## [Tarefa]
Como fica o trecho do texto sobre descer do bonde que começa em "Marta Sousa Costa" e termina em "perdida. Ou ganha?", se você trocar "lençol" por "cobertor"?

## [Texto do exercício]
::::::::::

Pare o bonde que eu vou descer

Marta Sousa Costa
www.martasousacosta.com
Quem já não experimentou essa sensação, em algum momento da vida? A necessidade de descer do bonde (se bondes ainda circulassem), estivesse ou não em movimento, porque extrapolou a capacidade de suportar, fosse lá o que fosse?.
"Deu!", a gente pensa, louco pra pular essa etapa, partir pra outra ou pra nenhuma, se esconder embaixo do lençol, ignorar as solicitações para decidir coisas importantes, que deixaram de nos interessar, definitivamente. Ou, ao contrário, ter o direito de fazer o que nos agrada, pensem o que pensarem. Acordar às dez da manhã, por exemplo, sem remorso pela meia manhã perdida. Ou ganha?
Relacionamentos amorosos e familiares se esgarçam, enquanto o sujeito se esforça pra não puxar a cordinha e descer na primeira linha; patrões e funcionários se queixam uns dos outros, paciência esgotada, enquanto as situações indesejadas perduram, por comodismo e falta de iniciativa. São muitos os que resistem ao que incomoda, sem coragem para gritar "estou saindo" ou "muda o rumo, que deu pra mim".
E há os que passam a mensagem de que atingiram o limite, nada mais lhes resta, maldito fim que não chega. Como a velha tia a quem a amiga foi visitar, após longa ausência, aquela que a todos afligia, chamando a morte que tardava, tudo num fio de voz, que forças já não tinha – pensavam os seus. Pois chegou a sobrinha, comunicou a morte da mãe, da mesma idade que a da anciã, e esta, subindo levemente o tom da voz, a fim de ser ouvida, as duas mãos espalmadas sobre o rosto em desespero, começou a cantilena: "Oh, vida ingrata, por que não morri eu?" Até que, subitamente, feliz pela visita da sobrinha, esqueceu-se da encenação costumeira e gritou para a cozinheira, em voz possante: Oh, Jacinta, traz logo um suco de melancia para a Soninha, criatura!
Com facilidade, podemos nos tornar vítimas de pessoas com esse poder de manipular e de se fazerem de infelizes, portadoras de todas as doenças imagináveis, sem um mínimo de consideração para com os horários e compromissos dos outros. Pessoas com doenças que se estendem e algumas realmente exigem cuidados maiores, velhos cujos interesses diminuíram ao ponto de sobrar só o seu umbigo, podem se transformar em carrascos daqueles que mais amam, se as vítimas não forem fortes o suficiente para colocar limites e exigir o seu espaço para respirar, passear, juntar forças para aguentar o tranco.
Fragilizados pelos problemas, tanto nossos como dos outros, às vezes a gente quase se entrega; bom quando lembra que qualquer situação só tem chance de melhorar quando resolvemos enfrentá-la, não aceitando que assuma proporções maiores que a necessária. E o melhor exercício a praticar, todos os dias, é a aprendizagem da independência, cultivada em nós ou estimulada nos outros, para que ninguém seja a carga que, exausto de carregar, alguém sonhe com a possibilidade de deixar no bonde, quando tiver coragem de mandá-lo parar. E também para que possamos ser uma boa companhia para nós mesmos, não permitindo que os problemas, por grandes que sejam, assumam o controle da situação.

::::::::::

## [Dados armazenados]
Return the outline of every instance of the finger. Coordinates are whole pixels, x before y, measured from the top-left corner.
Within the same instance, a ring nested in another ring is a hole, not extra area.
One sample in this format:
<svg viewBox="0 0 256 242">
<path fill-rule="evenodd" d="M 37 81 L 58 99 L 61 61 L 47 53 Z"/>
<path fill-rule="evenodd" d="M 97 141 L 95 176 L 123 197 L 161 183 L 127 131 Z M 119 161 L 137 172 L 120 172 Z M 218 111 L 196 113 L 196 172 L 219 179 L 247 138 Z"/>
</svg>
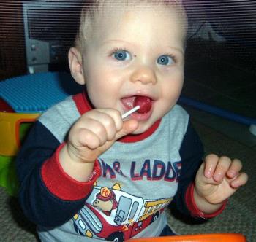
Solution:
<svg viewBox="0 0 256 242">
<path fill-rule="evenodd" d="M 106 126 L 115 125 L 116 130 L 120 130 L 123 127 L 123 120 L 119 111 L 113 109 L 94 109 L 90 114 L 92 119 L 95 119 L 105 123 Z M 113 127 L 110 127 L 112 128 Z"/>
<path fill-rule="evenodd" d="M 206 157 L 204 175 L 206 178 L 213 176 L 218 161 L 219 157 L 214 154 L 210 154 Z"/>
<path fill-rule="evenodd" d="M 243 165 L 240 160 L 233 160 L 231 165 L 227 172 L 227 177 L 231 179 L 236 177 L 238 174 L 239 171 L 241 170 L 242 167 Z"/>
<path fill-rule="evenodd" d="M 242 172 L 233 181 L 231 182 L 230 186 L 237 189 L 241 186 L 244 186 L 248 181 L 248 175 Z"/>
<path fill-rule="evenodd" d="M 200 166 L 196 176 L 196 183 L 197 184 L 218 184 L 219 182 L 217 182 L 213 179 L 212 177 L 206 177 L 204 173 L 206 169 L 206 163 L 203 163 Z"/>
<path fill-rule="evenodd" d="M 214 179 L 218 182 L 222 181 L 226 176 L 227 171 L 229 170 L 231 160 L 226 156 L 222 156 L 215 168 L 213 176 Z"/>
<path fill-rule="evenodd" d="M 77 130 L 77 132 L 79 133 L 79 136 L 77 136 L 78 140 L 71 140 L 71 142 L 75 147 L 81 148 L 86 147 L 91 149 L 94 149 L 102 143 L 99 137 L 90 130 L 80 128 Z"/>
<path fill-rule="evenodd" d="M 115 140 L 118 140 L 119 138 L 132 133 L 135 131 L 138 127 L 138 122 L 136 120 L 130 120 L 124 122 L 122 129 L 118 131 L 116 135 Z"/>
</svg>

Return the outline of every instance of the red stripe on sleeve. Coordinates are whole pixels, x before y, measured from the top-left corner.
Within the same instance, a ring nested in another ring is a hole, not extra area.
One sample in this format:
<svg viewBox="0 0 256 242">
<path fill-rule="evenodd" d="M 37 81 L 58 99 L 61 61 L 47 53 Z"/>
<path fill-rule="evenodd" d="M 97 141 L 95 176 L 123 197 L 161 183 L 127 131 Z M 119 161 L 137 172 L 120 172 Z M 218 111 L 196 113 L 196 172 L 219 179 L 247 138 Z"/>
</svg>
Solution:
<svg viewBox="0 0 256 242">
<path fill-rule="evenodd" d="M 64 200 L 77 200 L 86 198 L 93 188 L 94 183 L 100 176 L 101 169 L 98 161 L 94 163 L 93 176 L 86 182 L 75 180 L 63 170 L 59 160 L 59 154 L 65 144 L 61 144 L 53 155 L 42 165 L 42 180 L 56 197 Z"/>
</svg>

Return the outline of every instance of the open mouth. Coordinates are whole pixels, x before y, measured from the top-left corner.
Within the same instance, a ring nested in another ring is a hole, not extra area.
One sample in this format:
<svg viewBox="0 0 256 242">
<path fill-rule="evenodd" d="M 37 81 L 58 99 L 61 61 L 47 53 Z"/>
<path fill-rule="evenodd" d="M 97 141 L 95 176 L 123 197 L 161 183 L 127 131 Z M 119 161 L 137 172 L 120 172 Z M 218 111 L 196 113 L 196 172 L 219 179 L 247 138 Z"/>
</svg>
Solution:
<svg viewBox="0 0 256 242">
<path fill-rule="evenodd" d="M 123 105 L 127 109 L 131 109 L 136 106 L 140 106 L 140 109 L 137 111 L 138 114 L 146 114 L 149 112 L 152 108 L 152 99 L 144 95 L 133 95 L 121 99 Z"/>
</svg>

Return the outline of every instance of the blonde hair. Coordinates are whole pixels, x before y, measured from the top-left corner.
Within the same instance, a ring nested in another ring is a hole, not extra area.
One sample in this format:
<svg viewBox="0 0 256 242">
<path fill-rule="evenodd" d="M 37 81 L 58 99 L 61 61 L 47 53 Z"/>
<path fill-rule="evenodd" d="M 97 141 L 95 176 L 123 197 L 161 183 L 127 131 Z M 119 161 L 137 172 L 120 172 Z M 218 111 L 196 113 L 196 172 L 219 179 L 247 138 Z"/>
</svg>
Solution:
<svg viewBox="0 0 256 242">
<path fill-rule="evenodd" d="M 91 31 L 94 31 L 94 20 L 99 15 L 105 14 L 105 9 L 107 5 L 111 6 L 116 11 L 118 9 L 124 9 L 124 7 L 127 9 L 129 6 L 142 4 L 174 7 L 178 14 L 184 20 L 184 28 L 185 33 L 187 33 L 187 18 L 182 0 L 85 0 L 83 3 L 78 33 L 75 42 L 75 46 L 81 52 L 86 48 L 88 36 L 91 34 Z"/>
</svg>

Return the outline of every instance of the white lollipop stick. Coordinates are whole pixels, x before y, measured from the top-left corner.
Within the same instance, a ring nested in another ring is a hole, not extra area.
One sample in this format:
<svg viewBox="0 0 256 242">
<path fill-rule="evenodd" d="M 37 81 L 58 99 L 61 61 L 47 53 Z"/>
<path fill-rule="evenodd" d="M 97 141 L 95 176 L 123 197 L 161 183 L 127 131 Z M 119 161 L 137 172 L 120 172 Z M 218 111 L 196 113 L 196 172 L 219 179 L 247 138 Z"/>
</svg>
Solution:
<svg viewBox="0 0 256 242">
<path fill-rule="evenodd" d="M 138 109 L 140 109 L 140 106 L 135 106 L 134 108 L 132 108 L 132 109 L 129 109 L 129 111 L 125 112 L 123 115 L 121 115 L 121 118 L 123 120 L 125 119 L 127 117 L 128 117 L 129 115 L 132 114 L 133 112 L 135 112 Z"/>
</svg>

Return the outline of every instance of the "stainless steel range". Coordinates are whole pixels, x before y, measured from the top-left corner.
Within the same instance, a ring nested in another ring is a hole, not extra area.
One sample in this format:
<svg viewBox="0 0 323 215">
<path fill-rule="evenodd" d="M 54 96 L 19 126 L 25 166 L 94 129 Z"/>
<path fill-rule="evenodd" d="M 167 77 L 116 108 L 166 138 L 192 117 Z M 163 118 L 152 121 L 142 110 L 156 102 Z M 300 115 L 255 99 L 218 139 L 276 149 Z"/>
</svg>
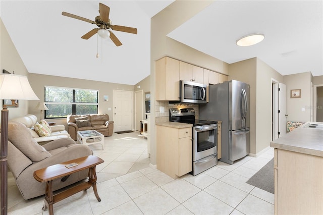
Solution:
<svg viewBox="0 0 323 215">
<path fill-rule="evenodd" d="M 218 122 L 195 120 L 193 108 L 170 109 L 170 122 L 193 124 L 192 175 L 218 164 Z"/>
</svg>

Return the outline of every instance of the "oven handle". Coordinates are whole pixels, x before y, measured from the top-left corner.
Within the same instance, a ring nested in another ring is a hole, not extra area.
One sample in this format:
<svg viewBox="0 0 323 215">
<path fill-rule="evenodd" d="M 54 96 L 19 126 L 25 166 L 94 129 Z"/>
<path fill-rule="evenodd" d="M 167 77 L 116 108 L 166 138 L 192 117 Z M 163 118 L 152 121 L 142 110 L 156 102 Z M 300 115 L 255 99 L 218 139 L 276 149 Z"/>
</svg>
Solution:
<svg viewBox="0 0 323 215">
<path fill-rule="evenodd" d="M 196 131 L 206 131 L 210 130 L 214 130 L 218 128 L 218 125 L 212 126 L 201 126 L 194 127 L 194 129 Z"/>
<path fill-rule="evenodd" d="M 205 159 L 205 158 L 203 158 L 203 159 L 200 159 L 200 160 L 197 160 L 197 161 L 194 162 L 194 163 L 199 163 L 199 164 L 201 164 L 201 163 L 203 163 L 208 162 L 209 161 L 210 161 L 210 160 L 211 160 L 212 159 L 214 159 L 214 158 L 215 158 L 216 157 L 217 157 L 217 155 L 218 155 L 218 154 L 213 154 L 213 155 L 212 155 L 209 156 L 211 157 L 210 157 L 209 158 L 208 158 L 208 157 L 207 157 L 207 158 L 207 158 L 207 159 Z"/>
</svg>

::::::::::

## [Tarefa concluída]
Marta Sousa Costa
www.martasousacosta.com
Quem já não experimentou essa sensação, em algum momento da vida? A necessidade de descer do bonde (se bondes ainda circulassem), estivesse ou não em movimento, porque extrapolou a capacidade de suportar, fosse lá o que fosse?.
"Deu!", a gente pensa, louco pra pular essa etapa, partir pra outra ou pra nenhuma, se esconder embaixo do cobertor, ignorar as solicitações para decidir coisas importantes, que deixaram de nos interessar, definitivamente. Ou, ao contrário, ter o direito de fazer o que nos agrada, pensem o que pensarem. Acordar às dez da manhã, por exemplo, sem remorso pela meia manhã perdida. Ou ganha?